**Reading text**
In both shows, the producers take great liberties with the facts of incarceration, portraying the concentration camps both inaccurately and in a manner that makes them seem much worse than they really were. In the Hawaii Five-0 episode, the Nisei father of David Toriyama, a history teacher at Punahou School, is arrested while teaching class, an unlikely but theoretically possible scenario. But then, police and armed guards arrest ten-year-old David, his mother, and older brother Kenji, giving them minutes to pack their belongings. They are then taken to Honouliuli, where they are incarcerated in tents. While playing ball with David, his father sees someone in their tent and goes to investigate, we hear a gunshot and David goes to the tent to find his father shot to death and his samurai sword (!) stolen.

 

It seems that the producers chose to conflate the mass incarceration of the West Coast in the continental United States with the limited internment under martial law that took place in Hawai’i.  Just about everything that happened to the Toriyamas could not have happened as described: women and children were not summarily arrested and detained in Hawai’i, families were not held at Honouliuli, Japanese American internees were not held in tents there, and they could not possibly have brought a samurai sword into Honouliuli. The arresting officers/agents are brutal—one strikes and knocks down Kenji—they inform the family that the house and whatever they can’t carry with them will revert to the government. While some arresting officers may well have been unpleasant, the rest simply didn’t happen. Though what actually occurred was bad enough, things are made worse to increase the dramatic impact.

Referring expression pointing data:
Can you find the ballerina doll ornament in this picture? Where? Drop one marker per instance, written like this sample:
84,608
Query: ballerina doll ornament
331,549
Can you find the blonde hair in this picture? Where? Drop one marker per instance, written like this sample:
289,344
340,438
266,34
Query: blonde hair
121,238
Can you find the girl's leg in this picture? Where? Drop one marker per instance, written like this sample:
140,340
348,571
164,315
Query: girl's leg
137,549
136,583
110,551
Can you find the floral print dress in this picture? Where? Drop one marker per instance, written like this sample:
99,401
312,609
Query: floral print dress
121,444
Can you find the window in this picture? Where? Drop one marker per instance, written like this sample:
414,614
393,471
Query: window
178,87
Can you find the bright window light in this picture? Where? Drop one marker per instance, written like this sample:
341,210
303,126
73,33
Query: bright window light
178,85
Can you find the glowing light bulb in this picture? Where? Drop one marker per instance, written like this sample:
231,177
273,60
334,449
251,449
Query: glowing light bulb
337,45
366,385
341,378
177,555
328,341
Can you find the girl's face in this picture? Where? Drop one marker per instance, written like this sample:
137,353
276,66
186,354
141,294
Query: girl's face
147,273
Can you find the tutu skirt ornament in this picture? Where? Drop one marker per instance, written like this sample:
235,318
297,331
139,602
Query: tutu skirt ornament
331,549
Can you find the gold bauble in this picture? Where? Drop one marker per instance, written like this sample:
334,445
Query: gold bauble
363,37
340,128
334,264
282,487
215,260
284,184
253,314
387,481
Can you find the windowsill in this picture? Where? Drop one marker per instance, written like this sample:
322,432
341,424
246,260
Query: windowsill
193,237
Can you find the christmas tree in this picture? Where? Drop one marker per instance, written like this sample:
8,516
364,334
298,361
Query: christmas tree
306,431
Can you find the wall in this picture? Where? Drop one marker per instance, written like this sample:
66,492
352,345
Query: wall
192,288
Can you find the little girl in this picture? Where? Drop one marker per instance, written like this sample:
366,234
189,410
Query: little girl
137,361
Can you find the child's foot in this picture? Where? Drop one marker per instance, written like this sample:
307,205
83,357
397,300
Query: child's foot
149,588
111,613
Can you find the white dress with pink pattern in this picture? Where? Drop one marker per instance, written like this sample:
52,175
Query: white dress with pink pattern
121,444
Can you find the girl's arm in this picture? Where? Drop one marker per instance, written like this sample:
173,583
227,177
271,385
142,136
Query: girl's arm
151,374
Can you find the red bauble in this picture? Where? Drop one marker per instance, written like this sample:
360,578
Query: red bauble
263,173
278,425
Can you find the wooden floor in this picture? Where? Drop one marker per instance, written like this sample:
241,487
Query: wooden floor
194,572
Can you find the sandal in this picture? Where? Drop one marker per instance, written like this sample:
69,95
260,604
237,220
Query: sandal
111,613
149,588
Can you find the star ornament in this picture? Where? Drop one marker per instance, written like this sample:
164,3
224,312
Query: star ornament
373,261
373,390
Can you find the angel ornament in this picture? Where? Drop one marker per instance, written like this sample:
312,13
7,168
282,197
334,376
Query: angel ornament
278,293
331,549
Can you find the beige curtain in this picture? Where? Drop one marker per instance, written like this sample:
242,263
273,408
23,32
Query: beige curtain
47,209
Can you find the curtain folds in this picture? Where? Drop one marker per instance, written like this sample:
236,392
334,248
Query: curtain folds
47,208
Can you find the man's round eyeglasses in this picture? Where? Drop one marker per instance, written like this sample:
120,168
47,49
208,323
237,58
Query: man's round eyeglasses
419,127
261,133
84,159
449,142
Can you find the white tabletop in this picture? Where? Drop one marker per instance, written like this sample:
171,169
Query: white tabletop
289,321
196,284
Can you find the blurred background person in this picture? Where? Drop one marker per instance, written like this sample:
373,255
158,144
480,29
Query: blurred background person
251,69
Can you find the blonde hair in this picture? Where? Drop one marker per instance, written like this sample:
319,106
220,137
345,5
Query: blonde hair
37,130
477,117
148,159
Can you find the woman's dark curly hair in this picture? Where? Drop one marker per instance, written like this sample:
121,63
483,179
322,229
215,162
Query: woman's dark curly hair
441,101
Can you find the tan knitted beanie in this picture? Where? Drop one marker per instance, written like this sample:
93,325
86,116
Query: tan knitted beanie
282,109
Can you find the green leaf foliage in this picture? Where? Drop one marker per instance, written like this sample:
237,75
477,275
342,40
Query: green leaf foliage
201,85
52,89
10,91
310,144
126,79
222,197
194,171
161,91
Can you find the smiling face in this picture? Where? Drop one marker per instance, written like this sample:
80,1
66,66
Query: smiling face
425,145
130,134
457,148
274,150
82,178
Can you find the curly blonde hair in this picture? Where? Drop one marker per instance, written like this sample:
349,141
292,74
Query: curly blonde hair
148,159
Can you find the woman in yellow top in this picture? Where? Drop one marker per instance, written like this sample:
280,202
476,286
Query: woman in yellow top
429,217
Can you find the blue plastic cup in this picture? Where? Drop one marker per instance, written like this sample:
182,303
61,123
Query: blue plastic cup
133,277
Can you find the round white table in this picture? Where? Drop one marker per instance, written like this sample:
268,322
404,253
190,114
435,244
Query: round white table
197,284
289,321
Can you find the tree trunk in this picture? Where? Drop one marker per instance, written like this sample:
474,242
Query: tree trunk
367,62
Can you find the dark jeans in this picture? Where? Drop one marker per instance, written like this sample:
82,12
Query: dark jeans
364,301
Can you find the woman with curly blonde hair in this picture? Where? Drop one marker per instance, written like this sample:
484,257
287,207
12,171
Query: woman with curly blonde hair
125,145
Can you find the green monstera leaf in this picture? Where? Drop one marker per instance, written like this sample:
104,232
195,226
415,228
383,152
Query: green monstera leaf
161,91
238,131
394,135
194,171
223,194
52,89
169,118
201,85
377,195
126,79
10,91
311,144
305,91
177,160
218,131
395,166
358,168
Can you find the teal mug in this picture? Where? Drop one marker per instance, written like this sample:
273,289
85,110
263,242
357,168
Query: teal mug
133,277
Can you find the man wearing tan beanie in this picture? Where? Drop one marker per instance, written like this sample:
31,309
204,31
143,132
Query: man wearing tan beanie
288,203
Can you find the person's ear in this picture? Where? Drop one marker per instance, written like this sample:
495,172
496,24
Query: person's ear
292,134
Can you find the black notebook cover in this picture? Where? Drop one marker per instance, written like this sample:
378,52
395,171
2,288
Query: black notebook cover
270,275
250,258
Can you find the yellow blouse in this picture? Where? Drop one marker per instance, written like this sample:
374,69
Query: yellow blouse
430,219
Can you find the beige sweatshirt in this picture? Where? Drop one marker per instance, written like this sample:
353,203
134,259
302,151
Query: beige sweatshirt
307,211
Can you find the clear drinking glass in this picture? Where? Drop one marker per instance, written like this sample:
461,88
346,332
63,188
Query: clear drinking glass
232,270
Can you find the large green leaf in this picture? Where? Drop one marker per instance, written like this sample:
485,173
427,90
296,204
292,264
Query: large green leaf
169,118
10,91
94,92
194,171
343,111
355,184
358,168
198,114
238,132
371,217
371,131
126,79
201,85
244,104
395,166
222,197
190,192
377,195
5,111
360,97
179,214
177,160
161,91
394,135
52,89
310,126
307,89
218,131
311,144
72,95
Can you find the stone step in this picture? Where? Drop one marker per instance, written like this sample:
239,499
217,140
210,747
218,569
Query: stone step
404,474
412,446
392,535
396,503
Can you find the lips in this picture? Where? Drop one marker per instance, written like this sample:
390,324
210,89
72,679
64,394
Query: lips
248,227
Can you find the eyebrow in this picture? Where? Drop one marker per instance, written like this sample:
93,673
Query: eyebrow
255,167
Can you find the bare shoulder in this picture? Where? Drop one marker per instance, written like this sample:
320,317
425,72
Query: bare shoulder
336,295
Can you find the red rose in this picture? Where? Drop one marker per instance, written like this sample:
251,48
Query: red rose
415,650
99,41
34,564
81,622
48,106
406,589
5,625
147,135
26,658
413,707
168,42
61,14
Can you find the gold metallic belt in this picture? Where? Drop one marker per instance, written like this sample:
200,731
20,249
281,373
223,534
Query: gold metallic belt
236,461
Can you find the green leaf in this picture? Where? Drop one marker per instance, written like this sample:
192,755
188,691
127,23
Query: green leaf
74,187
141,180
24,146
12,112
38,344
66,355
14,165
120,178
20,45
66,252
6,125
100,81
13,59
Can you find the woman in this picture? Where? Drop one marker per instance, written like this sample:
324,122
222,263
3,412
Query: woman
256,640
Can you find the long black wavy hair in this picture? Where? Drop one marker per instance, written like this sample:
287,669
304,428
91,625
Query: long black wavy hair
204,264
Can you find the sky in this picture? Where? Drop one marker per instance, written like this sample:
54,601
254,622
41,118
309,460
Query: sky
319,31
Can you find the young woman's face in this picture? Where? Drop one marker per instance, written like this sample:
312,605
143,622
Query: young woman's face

**Required work**
According to the passage on the Hawaii Five-0 episode, what did not happen to Japanese Americans in Hawai'i, contrary to what the episode shows happening to the Toriyamas? List each point.

**Output of the task**
- Women and children were not summarily arrested and detained in Hawai'i.
- Families were not held at Honouliuli.
- Japanese American internees were not held in tents there.
- They could not possibly have brought a samurai sword into Honouliuli.